● **Work instructions**
A – Using the ear-taping thread, answer each question:
(i) How old is the puppy in the first post?
(ii) According to Sampsons Dad, when can the ears be taped?
(iii) According to performanceknls, how long could a short crop take to stand correctly?
B – Write out the ear-taping thread word for word from "## red dragon" up to and including "got them croped.".

● **Text provided**
# HELP HELP HELP!!!!!



## red dragon (Mar 23, 2010)

I got a black and white APBT hes 4 months old and he is alsome. I just got his ears croped and the look nice but when you get his attention the fold on to his head almost touching it just started doing this but when hes asleep there just fine its his 3rd day since he got them croped.
DO I NEED TO TAPE OR WILL THEY HARDED UP AND STAND its a pretty short crop like almost a battle but has a little 2inch peice of ear coming up PLZ SOMEONE HELP ME I DONT WANT TO MESS HIM UP!!!
AND CAN SOMEONE SHOW ME HOW TO TAPE A DOGS EARS!!!


----------



## Chaos4ever (Oct 2, 2009)

I have never done it myself but I know they need to be wrapped for weeks. Whoever did the procedure should of showed you or gave after care instructions. There shoul be some info on here if you search ear crop but I would take him to vet and get them wrapped correctly or your dog might have some funny looking ears. GL


----------



## Sampsons Dad (Jul 4, 2008)

when the ears dry in about 3 or four days you can tape them.

How To Tape Dog Ears | GREATDANELADY.COM


----------



## performanceknls (Apr 4, 2009)

Everyone has there own favorite way to tape ears. I use this method and it works great, wait till the stitches come out before you tape because the tape on the stitches can cause problems. You want the ears to scab up a bit and when the stitches are is a perfect time to tape. Even the battle crop can start laying on top of the head and not sit straight. That is what started to happen to Siren but after a few weeks of taping they were perfect. That short of a crop will take less time to stand but be patient it could take as long as 6 weeks to stand correctly.

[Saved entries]

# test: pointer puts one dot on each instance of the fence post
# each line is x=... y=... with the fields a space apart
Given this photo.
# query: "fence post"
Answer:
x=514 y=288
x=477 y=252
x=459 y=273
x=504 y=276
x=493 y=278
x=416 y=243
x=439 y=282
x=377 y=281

● **Task-by-task results**
A –
(i) 4 months old.
(ii) When the ears dry, in about 3 or 4 days.
(iii) As long as 6 weeks.

B –
## red dragon (Mar 23, 2010)

I got a black and white APBT hes 4 months old and he is alsome. I just got his ears croped and the look nice but when you get his attention the fold on to his head almost touching it just started doing this but when hes asleep there just fine its his 3rd day since he got them croped.